Restate word for word each line of the data, starting at the one containing "Target: cabinet drawer" and running through the last.

[Opening PROVIDED RECORDS section]

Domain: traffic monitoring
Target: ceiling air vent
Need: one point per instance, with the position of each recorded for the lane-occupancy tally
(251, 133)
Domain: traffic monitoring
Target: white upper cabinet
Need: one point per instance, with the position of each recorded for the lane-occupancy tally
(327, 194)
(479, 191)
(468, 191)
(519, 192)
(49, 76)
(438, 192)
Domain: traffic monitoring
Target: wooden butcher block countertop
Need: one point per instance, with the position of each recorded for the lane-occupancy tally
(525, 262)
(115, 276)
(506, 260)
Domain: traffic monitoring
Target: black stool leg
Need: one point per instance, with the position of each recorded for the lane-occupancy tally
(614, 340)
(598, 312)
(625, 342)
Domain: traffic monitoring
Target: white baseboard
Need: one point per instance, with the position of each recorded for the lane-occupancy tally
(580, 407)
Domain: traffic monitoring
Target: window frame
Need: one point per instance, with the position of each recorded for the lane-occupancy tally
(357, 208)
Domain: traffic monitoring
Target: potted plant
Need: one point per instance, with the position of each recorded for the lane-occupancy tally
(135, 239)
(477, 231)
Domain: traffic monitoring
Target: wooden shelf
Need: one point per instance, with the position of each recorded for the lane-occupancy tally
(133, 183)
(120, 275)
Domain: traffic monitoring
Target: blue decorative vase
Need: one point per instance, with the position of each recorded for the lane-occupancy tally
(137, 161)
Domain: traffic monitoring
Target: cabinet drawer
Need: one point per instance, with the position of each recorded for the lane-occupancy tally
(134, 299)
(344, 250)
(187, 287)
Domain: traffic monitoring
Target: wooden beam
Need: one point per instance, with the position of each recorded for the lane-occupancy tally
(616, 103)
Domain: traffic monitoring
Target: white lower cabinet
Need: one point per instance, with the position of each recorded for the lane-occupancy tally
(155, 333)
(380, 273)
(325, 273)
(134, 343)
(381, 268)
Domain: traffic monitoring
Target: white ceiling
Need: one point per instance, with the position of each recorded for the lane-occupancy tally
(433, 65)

[Closing PROVIDED RECORDS section]

■ EXERCISE ANSWER ■
Target: cabinet drawer
Need: one point per instance, with the position of each recorded for the lane-occupancy tally
(134, 299)
(344, 250)
(187, 287)
Domain: traffic monitoring
Target: wooden beam
Need: one point per instance, with the position of each recorded for the lane-occupancy tally
(616, 103)
Domain: traffic monitoring
Target: white lower cabinet
Need: one point per instance, with the position of each recorded for the lane-occupancy tally
(155, 333)
(380, 273)
(325, 273)
(134, 343)
(381, 268)
Domain: traffic monitoring
Target: white ceiling
Need: one point per instance, with the position of each recorded for the lane-occupancy tally
(433, 65)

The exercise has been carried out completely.